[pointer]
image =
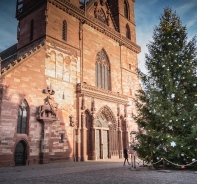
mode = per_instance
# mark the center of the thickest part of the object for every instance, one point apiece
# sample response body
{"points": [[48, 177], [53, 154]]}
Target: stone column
{"points": [[83, 138], [45, 142], [78, 136]]}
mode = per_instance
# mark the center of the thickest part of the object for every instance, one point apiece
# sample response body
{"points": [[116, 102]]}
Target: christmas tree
{"points": [[167, 104]]}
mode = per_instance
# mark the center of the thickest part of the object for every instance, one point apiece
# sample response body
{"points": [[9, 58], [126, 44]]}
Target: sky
{"points": [[147, 16]]}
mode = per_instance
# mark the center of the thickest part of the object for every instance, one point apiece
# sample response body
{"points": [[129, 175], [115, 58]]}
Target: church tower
{"points": [[123, 13], [76, 64]]}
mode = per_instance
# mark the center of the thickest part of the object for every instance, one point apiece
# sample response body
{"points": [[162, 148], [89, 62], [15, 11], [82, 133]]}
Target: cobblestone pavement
{"points": [[92, 172]]}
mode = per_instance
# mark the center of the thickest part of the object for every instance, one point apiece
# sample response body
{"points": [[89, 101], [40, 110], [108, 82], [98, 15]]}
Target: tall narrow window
{"points": [[64, 30], [128, 33], [102, 70], [22, 118], [126, 9], [32, 30]]}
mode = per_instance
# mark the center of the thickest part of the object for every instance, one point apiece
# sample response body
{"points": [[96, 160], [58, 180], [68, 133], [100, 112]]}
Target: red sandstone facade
{"points": [[72, 84]]}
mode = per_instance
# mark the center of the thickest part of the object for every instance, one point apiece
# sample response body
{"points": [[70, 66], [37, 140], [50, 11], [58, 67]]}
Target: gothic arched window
{"points": [[64, 30], [22, 118], [102, 70], [128, 33], [126, 9], [32, 30]]}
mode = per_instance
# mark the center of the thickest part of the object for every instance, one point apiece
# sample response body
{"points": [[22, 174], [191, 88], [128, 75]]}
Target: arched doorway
{"points": [[20, 153], [102, 137]]}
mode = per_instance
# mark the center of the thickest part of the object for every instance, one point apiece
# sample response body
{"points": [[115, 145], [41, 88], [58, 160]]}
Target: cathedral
{"points": [[67, 86]]}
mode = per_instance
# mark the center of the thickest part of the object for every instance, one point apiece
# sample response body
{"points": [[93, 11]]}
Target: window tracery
{"points": [[128, 33], [102, 71]]}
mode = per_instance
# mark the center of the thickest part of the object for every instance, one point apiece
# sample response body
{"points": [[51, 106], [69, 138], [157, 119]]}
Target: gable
{"points": [[100, 10]]}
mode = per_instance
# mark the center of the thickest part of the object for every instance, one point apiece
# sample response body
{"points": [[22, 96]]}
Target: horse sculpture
{"points": [[47, 111]]}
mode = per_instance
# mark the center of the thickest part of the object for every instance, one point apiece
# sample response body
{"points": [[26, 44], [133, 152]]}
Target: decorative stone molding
{"points": [[101, 94], [94, 23]]}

********************

**The exercise:**
The material above holds pictures; copy everything else in it exactly.

**Written solution:**
[pointer]
image =
mode = per_instance
# mark the center of the thickest part of the object for every instance, one point apiece
# sample response body
{"points": [[48, 177], [53, 154]]}
Target: stone column
{"points": [[83, 138], [45, 142], [78, 136]]}
mode = per_instance
# mark the center of the thickest part of the object for every instance, one point apiece
# sample response body
{"points": [[116, 102]]}
Target: christmas tree
{"points": [[167, 104]]}
mode = per_instance
# mark the center of the thickest part of the object for every instance, one point apiece
# sample response body
{"points": [[9, 58], [126, 44]]}
Target: sky
{"points": [[147, 16]]}
mode = per_instance
# mark the center of the thickest part of the object for every instance, one point apiece
# sample response body
{"points": [[129, 175], [115, 58]]}
Target: church tower
{"points": [[123, 13], [76, 64]]}
mode = per_instance
# mark the center of the thickest part of the object for every instance, one point apiece
# sample response body
{"points": [[162, 148], [89, 62], [15, 11], [82, 133]]}
Target: cobblestone pavement
{"points": [[92, 172]]}
mode = per_instance
# mark the center of the thickest part of the object for every instance, one point apiece
# sample response body
{"points": [[89, 101], [40, 110], [108, 82], [98, 15]]}
Target: tall narrow window
{"points": [[64, 30], [128, 33], [102, 70], [22, 118], [126, 9], [32, 30]]}
mode = per_instance
# mark the center of the thickest part of the object for every instance, one point apiece
# sample response body
{"points": [[96, 160], [58, 180], [68, 133], [100, 112]]}
Target: red sandstone facade
{"points": [[72, 84]]}
mode = per_instance
# mark the center of the thickest part of the object for every instance, one point apiece
# sample response body
{"points": [[70, 66], [37, 140], [50, 11], [58, 67]]}
Target: gothic arched window
{"points": [[64, 30], [22, 118], [102, 70], [128, 33], [126, 9], [32, 30]]}
mode = per_instance
# mark the center of the thickest part of the object for every instance, one point apiece
# sample response body
{"points": [[22, 174], [191, 88], [128, 75]]}
Target: arched doorway
{"points": [[20, 153], [102, 137]]}
mode = per_instance
# mark the center of the thickest part of the object for every instance, one point apiece
# sample response body
{"points": [[115, 145], [41, 88], [58, 160]]}
Target: cathedral
{"points": [[67, 86]]}
mode = per_instance
# mark the center of the thickest part of the object for every instance, one point apiece
# sample response body
{"points": [[93, 11]]}
Target: window tracery
{"points": [[128, 33], [102, 71]]}
mode = per_instance
# mark the center of the thickest part of the object for every instance, one point apiece
# sample response body
{"points": [[51, 106], [69, 138], [157, 119]]}
Target: gable
{"points": [[100, 10]]}
mode = per_instance
# mark the center of the thickest part of the object for every instance, one point apiece
# sample response body
{"points": [[22, 96]]}
Target: horse sculpture
{"points": [[47, 111]]}
mode = per_instance
# mark the center of the thickest part of the object for every instance, one point apiece
# sample response body
{"points": [[26, 44], [133, 152]]}
Target: decorative stone molding
{"points": [[101, 94], [94, 23]]}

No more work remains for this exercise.